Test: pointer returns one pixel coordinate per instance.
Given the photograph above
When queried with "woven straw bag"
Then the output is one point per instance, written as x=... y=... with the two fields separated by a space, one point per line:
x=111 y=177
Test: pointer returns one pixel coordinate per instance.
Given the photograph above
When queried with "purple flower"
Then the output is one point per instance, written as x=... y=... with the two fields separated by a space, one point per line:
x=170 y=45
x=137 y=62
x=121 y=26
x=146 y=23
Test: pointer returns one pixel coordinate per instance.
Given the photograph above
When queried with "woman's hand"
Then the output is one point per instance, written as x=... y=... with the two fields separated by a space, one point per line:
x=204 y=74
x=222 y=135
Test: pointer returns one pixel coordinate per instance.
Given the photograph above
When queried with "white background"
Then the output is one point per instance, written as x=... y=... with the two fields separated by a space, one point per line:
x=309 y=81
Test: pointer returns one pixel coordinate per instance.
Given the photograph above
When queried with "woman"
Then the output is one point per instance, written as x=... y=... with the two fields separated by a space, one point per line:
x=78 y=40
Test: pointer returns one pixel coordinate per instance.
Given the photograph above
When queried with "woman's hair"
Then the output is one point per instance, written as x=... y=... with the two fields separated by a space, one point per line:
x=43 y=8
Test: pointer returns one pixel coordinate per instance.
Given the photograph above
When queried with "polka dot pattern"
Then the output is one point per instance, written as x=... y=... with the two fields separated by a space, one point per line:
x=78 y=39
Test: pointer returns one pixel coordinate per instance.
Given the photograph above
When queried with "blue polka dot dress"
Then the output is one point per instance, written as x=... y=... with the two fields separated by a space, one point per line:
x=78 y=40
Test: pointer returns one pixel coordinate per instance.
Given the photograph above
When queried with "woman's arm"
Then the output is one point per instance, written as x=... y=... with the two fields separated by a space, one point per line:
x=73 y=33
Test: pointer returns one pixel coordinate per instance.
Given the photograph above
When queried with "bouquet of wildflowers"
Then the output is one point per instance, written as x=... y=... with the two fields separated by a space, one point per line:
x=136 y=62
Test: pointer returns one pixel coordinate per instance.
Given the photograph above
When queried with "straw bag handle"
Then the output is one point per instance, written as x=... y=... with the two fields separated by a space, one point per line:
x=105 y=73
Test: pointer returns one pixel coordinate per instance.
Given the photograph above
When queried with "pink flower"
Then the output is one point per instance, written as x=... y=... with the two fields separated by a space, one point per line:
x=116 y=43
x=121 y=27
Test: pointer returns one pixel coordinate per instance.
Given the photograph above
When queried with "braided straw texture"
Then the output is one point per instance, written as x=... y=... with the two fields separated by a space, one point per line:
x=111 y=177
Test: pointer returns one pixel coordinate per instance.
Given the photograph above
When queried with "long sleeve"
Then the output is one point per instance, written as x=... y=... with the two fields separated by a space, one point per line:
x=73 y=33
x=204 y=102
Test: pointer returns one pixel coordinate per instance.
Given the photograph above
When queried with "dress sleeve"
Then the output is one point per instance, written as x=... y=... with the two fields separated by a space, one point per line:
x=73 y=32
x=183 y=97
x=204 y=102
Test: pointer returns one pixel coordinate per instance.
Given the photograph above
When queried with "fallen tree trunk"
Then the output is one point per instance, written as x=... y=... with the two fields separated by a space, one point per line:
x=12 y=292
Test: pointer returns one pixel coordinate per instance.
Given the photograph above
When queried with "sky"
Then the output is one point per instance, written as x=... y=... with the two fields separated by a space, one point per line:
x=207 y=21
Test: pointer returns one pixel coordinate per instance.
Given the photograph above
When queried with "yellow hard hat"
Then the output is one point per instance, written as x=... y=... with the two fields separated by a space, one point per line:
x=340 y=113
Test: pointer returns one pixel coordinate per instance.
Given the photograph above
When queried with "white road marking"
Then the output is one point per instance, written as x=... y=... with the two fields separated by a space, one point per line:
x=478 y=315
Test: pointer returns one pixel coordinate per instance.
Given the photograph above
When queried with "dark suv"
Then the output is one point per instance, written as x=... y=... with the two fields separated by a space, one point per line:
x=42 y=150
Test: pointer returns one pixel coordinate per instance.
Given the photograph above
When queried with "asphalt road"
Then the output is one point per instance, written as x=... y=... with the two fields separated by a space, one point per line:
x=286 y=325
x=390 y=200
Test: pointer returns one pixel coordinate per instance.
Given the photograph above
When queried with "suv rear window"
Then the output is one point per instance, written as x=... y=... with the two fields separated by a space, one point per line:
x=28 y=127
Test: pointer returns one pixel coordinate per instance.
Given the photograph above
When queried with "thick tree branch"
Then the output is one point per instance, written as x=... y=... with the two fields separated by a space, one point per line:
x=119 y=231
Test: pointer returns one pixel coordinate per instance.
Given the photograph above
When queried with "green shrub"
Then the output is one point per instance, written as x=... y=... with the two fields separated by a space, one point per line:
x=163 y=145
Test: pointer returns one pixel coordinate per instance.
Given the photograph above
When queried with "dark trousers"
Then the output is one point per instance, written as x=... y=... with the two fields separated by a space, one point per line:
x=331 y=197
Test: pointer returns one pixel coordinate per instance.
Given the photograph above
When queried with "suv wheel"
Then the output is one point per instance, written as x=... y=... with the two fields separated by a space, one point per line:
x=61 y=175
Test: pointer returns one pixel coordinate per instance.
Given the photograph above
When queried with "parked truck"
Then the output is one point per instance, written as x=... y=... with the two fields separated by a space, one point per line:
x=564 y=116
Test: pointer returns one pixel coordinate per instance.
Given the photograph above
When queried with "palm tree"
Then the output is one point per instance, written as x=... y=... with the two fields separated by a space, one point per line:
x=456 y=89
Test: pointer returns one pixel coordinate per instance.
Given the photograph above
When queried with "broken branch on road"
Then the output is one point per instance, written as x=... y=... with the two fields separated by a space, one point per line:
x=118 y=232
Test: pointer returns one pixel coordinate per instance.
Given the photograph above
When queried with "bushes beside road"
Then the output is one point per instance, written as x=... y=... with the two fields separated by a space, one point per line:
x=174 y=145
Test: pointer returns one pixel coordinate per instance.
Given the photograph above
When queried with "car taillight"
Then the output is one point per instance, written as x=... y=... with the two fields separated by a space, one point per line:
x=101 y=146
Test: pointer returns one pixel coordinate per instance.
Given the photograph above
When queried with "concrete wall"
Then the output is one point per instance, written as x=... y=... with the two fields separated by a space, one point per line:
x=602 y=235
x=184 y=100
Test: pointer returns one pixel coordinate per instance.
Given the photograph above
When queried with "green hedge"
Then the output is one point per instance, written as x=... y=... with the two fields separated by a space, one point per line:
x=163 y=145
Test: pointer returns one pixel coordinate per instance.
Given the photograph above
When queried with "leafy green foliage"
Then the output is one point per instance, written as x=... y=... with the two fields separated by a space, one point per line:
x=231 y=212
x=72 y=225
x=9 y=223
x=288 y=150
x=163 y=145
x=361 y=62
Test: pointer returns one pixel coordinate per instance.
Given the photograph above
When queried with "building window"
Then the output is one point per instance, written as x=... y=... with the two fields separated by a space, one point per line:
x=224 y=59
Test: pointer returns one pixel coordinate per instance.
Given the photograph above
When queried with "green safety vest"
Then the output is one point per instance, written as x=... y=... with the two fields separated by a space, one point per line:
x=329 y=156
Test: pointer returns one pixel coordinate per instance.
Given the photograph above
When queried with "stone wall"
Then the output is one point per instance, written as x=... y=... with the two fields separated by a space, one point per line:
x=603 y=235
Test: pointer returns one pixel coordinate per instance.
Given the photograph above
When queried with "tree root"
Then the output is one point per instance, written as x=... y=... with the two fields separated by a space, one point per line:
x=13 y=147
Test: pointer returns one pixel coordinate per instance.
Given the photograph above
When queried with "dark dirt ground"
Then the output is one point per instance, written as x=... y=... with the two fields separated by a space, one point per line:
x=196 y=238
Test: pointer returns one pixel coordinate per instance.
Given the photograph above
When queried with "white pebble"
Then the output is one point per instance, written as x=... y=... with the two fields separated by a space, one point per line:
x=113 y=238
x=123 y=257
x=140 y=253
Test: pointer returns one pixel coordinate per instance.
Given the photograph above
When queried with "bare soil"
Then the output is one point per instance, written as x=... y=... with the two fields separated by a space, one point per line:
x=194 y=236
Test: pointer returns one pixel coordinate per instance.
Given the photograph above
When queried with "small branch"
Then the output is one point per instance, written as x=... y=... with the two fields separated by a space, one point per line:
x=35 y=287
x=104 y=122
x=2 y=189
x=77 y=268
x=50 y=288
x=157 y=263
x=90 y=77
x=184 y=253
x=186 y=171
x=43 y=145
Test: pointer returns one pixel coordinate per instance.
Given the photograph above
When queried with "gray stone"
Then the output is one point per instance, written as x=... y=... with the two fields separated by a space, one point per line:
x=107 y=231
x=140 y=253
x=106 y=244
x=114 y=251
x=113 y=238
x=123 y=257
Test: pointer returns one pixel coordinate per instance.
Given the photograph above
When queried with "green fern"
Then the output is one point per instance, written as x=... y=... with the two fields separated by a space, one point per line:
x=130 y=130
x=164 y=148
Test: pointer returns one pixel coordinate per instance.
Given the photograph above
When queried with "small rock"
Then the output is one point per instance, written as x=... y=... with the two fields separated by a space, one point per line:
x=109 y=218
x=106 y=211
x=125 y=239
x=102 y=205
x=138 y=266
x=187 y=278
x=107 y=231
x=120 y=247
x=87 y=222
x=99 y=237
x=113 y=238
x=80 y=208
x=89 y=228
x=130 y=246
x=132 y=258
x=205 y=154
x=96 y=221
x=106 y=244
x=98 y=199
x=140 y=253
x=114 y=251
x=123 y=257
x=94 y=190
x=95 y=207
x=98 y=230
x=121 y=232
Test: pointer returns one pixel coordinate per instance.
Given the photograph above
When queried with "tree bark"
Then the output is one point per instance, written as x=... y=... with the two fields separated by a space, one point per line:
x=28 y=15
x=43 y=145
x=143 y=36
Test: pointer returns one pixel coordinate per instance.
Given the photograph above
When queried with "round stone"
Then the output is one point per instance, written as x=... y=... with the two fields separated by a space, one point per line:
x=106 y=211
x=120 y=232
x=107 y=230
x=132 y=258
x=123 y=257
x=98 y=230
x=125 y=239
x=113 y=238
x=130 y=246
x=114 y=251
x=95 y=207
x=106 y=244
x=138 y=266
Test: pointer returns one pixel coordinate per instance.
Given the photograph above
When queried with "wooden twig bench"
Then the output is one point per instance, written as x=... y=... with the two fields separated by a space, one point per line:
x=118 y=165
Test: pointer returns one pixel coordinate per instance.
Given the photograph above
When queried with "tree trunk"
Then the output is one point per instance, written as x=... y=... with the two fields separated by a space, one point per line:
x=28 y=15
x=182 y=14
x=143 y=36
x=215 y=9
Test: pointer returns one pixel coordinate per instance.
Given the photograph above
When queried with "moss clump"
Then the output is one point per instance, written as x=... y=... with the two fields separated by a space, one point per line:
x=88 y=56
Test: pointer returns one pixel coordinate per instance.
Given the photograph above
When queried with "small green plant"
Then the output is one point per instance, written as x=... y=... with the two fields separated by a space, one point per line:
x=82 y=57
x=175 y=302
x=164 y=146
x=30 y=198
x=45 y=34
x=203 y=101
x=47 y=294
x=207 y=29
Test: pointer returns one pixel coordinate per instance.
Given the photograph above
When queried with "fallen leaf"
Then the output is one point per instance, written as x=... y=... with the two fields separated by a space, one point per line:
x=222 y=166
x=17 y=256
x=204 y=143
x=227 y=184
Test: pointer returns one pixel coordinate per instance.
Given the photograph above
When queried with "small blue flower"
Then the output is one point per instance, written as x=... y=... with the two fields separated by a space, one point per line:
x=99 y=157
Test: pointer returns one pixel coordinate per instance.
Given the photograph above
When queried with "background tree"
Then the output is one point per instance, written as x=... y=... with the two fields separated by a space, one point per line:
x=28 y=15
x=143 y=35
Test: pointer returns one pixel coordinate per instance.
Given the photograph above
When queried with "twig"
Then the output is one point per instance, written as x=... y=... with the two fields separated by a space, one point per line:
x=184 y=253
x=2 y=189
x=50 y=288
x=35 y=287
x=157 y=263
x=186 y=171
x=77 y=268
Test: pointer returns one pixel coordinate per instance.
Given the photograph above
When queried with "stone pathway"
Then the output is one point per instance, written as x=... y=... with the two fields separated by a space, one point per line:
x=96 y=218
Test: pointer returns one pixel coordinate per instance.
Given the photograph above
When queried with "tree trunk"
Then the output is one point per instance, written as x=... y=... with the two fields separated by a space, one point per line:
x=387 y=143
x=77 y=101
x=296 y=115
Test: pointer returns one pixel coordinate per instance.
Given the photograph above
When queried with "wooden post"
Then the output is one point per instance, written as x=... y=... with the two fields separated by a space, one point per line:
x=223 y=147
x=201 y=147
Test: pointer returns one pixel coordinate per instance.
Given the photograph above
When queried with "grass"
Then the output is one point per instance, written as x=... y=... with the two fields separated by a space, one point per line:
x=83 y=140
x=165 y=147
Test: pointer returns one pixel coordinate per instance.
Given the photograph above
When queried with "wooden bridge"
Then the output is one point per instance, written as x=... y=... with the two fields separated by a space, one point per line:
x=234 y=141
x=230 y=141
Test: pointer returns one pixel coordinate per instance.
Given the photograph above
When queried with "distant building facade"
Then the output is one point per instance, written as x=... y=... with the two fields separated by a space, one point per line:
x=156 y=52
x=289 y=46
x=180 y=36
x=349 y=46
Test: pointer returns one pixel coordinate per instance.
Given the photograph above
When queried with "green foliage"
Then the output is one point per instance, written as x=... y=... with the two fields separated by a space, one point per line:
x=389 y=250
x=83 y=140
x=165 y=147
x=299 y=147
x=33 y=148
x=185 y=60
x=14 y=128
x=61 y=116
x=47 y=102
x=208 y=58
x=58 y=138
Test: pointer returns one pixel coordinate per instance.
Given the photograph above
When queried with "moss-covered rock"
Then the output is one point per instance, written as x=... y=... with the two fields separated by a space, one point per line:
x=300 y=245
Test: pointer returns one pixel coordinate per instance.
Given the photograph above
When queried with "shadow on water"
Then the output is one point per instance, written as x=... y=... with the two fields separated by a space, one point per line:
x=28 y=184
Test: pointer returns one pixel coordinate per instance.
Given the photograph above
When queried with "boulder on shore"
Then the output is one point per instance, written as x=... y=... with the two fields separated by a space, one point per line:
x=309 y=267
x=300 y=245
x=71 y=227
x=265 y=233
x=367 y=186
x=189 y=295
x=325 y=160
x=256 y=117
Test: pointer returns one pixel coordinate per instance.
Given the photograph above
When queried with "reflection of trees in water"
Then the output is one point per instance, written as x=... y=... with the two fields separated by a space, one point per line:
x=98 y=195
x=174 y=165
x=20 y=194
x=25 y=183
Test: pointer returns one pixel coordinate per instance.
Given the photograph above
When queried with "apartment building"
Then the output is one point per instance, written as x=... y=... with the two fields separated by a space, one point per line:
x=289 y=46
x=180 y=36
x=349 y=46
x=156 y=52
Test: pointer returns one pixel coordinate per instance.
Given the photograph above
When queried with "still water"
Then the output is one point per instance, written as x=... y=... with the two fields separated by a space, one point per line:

====

# What to do:
Return each line of the listing above that contains the string "building". Matching is case-sensitive.

# Exercise result:
When queried with "building window"
When queried with "distant building facade"
When queried with "apartment building"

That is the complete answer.